BRANO DEL DOCUMENTO:
■ ■ ■ ■ ■
Oggetto: Violazione dell’art. 10 Cedu – Diritto alla libertà di espressione – Il requisito dell’ingerenza necessaria in una società democratica – Proporzionalità della sanzione
Una giornalista, nel corso di una trasmissione televisiva alla quale aveva partecipato come ospite insieme al sindaco di Costanza (Romania), aveva sostenuto, con riguardo ad alcuni incidenti dinanzi ad un hotel del quale il sindaco era azionista, che la città era divisa in bande e che il sindaco aveva rapporti con una delle fazioni.
Ha fatto seguito un’azione civile da parte del sindaco che ha portato alla condanna della giornalista, al pagamento di una somma particolarmente ingente, a presentare una lettera di scuse e a pubblicare la sentenza su un giornale nazionale e locale.
La giornalista si è dunque rivolta alla Corte Edu al fine di fare accertare la violazione dell’art. 10 Cedu che assicura il diritto alla libertà di espressione.
I giudici di Strasburgo rilevano che le affermazioni diffamatorie contestate sono state fatte nell’ambito di un dibattito relativo ad una questione di sicuro interesse pubblico, vale a dire il mantenimento dell’ordine pubblico nella città. La giornalista aveva riportato la propria opinione su questioni di interesse generale che riguardavano il sindaco che era senza dubbio inquadrato tra le figure pubbliche, anche se coinvolto nella vicenda in quanto imprenditore. Le affermazioni riguardavano pertanto un ambito in cui le restrizioni alla libertà di espressione devono essere interpretate rigorosamente.
■ ■ ■ ■ ■
Dati salvati:
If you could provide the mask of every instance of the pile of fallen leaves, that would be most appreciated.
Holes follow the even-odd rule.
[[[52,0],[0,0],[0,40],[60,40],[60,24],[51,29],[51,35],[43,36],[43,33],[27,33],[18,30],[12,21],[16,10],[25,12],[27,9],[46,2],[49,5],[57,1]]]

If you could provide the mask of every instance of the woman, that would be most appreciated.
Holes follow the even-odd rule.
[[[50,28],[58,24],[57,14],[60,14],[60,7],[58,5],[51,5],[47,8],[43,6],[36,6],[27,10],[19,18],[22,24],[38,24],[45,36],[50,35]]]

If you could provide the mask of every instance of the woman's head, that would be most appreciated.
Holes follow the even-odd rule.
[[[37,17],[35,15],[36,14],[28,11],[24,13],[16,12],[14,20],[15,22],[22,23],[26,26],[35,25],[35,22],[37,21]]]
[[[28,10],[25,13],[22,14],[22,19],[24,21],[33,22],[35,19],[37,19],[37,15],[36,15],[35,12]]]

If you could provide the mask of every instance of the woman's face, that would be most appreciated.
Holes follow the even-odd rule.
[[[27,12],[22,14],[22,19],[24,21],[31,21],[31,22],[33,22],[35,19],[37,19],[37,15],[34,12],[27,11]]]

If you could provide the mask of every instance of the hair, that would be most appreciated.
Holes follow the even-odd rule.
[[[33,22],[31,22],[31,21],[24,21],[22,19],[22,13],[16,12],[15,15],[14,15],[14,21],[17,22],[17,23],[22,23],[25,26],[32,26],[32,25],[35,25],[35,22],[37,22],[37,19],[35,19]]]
■ ■ ■ ■ ■
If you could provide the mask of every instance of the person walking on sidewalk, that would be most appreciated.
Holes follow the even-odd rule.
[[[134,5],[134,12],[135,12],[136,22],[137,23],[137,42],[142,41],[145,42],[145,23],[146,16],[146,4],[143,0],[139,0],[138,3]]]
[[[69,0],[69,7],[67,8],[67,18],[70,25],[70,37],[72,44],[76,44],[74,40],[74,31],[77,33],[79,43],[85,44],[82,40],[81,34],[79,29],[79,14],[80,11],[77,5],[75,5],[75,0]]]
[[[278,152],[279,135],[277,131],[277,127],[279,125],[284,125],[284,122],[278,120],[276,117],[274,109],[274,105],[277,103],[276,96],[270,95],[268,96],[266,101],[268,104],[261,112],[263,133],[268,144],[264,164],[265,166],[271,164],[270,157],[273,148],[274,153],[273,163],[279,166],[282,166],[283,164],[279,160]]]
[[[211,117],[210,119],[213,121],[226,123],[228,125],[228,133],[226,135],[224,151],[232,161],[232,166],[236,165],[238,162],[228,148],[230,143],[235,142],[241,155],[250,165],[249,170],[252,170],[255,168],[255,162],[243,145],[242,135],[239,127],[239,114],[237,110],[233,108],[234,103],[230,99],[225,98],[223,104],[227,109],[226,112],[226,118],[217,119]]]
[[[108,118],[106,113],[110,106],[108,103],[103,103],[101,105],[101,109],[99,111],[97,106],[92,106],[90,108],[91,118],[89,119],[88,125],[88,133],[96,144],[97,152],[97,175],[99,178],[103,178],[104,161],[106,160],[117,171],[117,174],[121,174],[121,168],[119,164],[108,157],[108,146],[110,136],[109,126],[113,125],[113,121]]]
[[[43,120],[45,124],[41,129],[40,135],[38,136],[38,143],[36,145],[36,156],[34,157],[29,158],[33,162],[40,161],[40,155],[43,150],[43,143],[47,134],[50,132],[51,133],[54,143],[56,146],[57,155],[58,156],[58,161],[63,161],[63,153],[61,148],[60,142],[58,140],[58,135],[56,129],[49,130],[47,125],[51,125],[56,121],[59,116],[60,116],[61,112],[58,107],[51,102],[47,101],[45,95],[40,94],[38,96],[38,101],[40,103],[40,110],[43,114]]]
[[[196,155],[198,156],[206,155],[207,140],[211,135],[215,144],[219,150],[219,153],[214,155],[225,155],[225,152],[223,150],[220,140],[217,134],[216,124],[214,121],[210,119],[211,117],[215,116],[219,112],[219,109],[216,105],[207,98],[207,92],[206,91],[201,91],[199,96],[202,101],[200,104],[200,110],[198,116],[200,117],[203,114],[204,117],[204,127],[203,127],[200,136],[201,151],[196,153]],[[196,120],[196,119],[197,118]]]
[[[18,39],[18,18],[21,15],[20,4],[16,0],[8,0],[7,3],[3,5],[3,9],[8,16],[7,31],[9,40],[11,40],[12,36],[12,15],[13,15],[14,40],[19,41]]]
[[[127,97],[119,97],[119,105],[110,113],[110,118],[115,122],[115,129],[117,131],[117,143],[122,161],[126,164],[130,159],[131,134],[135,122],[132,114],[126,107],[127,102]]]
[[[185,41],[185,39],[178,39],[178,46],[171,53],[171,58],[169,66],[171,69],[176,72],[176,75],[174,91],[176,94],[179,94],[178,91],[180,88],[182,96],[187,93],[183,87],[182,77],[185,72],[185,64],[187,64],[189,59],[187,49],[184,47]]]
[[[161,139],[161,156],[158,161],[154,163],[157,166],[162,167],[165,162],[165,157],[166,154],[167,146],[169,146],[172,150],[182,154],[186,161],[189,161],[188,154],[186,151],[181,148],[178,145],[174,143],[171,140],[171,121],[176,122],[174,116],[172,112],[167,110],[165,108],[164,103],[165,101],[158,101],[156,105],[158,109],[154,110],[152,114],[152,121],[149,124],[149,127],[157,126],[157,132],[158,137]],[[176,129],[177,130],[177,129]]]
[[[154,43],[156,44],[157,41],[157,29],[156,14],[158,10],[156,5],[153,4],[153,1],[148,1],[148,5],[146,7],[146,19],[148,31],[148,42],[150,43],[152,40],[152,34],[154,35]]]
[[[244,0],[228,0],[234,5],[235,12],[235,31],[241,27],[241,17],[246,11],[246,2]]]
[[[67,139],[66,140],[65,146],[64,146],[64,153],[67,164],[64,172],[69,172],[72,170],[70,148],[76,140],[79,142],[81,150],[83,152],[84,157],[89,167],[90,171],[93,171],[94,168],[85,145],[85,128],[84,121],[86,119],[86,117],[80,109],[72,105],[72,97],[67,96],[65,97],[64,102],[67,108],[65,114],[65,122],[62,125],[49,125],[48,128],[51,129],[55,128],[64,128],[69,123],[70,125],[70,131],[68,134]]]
■ ■ ■ ■ ■
CONSEGNA: Prosegui il testo sul ricorso della giornalista alla Corte Edu, riprendendo subito dopo l'ultima frase.

RISPOSTA FINALE:
La Corte rileva inoltre che il programma televisivo era stato concepito per favorire lo scambio di opinioni e che lo spettacolo è stato trasmesso in diretta televisiva, per cui la ricorrente aveva avuto una limitata possibilità di riformulare, raffinare o ritirare qualsiasi affermazione prima che queste fossero rese pubbliche. Tenuto conto delle circostanze in cui le affermazioni sono state rese, vale a dire nel caldo di un dibattito su una questione di interesse pubblico, nonché del tono delle osservazioni, la Corte ritiene che le dichiarazioni diffamatorie contestate debbano essere considerate piuttosto come le opinioni personali della giornalista, che rientrano nell’ambito dei giudizi di valore. Tale giudizio di valore, a detta della Corte, aveva una base fattuale sufficiente, atteso che le informazioni erano già state diffuse ed erano già conosciute dal grande pubblico. Con riferimento alla prova che la giornalista non avesse agito in buona fede nel perseguire un obiettivo legittimo, la Corte ribadisce la necessità che il relativo onere non gravi sulla giornalista e, sul punto, rileva che i giudici nazionali non avevano indicato prove per far ritenere che la finalità perseguita dalla giornalista fosse diversa da quella aprire una discussione su una questione di interesse pubblico.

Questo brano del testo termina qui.